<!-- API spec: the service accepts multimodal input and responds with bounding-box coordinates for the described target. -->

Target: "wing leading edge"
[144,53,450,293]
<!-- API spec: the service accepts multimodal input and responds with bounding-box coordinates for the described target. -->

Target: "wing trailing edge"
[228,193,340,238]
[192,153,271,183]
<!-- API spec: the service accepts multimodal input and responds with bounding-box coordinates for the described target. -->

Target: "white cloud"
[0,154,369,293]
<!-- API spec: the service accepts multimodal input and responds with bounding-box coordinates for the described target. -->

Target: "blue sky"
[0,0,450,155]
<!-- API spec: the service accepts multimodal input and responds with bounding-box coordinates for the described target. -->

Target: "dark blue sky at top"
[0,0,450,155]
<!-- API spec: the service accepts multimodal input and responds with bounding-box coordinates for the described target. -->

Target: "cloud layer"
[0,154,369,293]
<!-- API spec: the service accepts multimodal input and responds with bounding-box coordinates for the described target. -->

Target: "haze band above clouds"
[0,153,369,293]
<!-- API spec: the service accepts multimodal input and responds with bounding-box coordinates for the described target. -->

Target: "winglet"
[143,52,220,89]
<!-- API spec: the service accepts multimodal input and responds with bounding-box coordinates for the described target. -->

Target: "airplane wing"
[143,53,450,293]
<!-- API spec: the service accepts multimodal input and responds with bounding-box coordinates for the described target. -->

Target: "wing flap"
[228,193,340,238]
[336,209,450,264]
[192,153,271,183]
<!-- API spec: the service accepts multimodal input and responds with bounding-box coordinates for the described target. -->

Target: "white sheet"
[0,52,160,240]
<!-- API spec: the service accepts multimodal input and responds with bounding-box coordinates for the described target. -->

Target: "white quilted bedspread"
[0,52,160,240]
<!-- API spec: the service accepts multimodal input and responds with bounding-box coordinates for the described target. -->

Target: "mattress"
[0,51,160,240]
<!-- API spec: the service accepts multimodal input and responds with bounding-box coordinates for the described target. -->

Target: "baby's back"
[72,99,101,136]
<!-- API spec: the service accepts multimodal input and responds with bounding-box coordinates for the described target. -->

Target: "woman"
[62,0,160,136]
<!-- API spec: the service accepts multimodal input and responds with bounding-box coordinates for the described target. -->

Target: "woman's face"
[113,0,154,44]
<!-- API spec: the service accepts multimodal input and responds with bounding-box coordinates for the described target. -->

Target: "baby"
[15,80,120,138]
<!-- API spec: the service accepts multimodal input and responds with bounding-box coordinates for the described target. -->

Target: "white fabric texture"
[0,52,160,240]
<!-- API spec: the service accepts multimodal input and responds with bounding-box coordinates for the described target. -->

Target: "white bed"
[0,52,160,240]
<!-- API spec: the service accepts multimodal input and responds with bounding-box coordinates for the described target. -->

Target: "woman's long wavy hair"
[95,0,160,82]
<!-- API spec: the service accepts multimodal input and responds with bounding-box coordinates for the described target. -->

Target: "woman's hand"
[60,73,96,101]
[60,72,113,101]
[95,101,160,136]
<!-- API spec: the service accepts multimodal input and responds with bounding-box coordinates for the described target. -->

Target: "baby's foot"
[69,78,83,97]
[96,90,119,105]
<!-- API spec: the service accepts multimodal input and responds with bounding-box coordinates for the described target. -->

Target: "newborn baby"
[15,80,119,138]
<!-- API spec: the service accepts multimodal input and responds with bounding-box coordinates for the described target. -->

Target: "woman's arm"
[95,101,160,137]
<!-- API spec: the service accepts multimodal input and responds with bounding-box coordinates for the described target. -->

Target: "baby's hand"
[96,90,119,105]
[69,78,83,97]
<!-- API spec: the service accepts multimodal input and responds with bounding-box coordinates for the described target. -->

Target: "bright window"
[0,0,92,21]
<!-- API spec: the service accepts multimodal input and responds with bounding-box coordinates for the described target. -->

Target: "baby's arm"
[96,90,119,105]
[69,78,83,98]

==

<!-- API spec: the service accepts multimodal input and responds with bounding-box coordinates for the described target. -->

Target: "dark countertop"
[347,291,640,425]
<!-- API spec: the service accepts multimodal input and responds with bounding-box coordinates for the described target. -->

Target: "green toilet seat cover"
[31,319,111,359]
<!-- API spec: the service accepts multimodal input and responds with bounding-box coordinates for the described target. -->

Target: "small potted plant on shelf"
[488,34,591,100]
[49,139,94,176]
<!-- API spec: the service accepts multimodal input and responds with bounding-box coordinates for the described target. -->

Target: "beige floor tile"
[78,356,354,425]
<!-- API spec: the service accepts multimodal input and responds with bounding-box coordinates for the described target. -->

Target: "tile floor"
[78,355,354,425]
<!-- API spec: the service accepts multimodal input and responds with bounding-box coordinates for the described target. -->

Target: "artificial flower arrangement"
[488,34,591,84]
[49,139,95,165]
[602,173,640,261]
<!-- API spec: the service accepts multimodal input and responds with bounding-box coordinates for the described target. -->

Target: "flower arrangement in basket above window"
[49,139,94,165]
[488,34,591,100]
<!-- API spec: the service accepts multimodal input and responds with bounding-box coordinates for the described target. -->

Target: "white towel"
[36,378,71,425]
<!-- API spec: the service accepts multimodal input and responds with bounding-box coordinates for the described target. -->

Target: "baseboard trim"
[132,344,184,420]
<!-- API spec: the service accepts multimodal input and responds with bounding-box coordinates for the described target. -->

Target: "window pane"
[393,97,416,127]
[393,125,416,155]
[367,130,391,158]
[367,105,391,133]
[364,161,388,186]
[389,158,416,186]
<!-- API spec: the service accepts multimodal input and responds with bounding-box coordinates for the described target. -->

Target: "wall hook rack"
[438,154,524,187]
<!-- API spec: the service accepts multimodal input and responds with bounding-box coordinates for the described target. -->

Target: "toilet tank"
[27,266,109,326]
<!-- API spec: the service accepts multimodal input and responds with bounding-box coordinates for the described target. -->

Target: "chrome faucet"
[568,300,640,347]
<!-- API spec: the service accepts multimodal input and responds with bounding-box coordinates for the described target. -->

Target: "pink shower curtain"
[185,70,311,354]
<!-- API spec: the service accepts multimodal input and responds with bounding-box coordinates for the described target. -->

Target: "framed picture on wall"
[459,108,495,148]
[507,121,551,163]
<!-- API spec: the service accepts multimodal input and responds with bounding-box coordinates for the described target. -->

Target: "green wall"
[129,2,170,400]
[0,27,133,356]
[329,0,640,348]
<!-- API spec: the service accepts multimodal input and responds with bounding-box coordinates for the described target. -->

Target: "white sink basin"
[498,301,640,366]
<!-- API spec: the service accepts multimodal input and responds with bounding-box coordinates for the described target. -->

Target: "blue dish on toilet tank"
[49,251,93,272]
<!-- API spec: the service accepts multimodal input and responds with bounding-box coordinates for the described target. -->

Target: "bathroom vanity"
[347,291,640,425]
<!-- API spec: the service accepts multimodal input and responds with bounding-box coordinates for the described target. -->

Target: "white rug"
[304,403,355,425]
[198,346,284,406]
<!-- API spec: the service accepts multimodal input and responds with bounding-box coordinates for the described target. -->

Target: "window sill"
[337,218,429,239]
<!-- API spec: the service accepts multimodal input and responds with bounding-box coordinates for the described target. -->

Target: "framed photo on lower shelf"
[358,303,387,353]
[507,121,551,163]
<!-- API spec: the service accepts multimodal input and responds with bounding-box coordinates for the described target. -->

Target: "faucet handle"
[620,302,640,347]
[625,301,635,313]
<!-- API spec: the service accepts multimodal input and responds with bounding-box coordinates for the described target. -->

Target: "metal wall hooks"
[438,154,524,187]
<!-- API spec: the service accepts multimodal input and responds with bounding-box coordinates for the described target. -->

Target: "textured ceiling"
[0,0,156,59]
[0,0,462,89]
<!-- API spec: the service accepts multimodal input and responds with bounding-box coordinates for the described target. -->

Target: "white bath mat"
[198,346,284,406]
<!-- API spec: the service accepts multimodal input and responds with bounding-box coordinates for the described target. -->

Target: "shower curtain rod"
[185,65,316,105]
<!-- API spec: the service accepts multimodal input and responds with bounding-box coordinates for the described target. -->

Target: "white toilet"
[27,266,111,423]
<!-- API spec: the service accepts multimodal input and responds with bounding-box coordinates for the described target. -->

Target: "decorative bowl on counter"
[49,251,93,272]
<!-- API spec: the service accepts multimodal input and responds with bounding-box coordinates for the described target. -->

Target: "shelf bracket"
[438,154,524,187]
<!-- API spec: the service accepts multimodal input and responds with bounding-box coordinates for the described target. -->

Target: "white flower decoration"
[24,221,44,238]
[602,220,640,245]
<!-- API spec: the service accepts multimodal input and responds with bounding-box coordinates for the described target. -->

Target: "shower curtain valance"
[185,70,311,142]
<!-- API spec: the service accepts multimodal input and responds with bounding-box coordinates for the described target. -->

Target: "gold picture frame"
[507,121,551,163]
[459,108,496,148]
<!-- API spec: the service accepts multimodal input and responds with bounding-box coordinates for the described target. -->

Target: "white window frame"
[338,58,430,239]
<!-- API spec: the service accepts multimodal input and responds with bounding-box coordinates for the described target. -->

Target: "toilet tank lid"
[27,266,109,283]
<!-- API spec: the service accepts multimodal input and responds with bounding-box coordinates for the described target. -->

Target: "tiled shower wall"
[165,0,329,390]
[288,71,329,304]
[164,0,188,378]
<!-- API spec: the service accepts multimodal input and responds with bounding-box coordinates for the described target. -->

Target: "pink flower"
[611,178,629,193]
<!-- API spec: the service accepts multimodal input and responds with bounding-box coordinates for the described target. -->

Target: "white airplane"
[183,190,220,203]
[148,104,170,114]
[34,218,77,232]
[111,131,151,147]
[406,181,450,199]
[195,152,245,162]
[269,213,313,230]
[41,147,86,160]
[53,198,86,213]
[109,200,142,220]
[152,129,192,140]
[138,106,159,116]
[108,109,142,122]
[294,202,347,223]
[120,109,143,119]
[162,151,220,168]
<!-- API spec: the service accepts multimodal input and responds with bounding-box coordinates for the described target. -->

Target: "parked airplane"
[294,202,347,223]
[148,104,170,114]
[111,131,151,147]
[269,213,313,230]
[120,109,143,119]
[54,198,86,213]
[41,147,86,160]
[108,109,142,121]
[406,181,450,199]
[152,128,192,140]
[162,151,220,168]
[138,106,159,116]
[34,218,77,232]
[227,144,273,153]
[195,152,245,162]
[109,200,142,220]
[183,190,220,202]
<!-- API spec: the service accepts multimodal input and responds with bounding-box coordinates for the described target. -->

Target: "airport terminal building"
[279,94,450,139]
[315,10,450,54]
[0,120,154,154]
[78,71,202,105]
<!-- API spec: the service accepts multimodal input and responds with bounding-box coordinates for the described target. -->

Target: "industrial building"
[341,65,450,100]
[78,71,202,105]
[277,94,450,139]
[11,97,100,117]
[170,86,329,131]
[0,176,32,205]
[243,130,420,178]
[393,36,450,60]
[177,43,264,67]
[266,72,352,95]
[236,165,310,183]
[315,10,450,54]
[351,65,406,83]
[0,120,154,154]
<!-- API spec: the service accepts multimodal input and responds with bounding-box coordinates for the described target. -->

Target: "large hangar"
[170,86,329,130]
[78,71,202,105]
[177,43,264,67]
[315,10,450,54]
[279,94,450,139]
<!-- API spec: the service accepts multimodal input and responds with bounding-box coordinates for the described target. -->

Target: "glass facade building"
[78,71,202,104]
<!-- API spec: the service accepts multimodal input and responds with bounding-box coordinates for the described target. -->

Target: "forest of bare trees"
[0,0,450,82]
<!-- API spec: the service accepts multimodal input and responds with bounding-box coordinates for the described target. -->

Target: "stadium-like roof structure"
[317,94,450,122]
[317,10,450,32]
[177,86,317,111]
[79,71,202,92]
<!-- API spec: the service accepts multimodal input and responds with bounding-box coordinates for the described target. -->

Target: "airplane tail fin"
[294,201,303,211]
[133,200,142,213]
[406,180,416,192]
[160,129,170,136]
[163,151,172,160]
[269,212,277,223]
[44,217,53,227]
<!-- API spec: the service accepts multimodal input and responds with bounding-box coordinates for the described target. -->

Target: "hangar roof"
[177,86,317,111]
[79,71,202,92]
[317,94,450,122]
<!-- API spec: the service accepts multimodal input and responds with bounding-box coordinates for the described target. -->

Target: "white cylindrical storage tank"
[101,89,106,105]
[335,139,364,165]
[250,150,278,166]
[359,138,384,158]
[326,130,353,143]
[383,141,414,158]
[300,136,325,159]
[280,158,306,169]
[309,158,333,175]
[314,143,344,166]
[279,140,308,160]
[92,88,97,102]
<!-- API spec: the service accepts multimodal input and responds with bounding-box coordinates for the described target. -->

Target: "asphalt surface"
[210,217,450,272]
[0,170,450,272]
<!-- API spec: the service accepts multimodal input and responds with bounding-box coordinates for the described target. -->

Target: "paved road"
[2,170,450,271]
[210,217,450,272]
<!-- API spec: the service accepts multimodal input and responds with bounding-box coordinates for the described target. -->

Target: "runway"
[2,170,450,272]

* * *

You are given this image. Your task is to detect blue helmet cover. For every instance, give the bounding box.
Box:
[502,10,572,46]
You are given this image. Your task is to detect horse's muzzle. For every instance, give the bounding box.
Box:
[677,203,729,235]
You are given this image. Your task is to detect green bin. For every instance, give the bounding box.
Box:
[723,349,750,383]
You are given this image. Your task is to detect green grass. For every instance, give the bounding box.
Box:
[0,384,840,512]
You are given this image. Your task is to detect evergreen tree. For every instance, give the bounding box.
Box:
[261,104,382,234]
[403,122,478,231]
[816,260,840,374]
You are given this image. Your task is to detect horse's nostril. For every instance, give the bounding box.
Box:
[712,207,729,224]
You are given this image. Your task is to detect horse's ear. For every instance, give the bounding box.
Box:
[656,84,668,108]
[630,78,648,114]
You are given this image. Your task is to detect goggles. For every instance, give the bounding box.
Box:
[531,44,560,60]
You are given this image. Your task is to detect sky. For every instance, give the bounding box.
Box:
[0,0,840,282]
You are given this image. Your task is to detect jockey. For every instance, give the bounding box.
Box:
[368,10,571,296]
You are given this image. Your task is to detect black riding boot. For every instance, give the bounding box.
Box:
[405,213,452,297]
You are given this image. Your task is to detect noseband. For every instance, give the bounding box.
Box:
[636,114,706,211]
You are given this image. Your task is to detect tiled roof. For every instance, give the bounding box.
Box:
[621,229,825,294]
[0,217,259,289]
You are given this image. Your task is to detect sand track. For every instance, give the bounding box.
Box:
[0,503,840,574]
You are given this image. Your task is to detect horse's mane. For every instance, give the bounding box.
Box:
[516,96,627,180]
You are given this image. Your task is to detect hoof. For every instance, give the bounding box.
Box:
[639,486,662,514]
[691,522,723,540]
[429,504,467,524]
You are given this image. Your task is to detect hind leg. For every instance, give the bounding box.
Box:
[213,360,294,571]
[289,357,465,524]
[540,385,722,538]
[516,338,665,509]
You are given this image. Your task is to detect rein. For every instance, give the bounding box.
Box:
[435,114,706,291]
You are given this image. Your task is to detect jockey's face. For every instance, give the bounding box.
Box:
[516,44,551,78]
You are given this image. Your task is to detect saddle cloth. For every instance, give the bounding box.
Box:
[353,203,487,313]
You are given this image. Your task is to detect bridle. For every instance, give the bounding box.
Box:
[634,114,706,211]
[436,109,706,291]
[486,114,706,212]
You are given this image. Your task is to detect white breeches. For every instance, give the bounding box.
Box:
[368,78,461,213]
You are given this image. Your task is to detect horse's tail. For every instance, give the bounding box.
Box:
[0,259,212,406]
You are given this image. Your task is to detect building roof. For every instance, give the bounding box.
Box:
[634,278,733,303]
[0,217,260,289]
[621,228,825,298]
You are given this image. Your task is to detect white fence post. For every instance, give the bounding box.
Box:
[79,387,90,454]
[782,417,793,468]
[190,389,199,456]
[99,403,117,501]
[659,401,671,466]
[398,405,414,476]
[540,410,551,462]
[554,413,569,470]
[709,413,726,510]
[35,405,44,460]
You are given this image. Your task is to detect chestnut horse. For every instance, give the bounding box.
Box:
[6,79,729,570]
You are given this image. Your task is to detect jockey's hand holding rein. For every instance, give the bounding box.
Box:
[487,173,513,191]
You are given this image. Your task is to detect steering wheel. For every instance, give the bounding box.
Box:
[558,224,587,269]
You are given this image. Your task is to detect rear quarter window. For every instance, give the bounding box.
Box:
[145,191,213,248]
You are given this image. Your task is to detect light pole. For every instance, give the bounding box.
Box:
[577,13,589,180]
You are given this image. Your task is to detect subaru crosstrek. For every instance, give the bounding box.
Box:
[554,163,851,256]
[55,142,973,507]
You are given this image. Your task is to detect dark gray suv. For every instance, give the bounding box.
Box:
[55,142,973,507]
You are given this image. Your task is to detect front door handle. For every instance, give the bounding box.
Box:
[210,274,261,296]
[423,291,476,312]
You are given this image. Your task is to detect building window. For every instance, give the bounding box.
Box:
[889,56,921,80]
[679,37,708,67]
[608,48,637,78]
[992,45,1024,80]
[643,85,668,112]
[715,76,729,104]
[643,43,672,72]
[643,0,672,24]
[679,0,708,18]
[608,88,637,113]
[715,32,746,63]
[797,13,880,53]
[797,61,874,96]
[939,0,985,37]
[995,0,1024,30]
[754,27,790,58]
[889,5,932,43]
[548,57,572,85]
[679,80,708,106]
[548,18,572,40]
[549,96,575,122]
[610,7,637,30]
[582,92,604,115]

Exercise: Copy the records word for word, beginning at the line that contains "You are given this image. Your task is to detect steering" and ending after the line that contains "[145,191,213,248]".

Full solution:
You are given this image. Your task is to detect steering wheel. For every instance, give the bounding box.
Box:
[558,224,587,269]
You are given this image. Your task is to detect rear quarter window. For every instance, give the bounding box.
Box:
[145,191,213,248]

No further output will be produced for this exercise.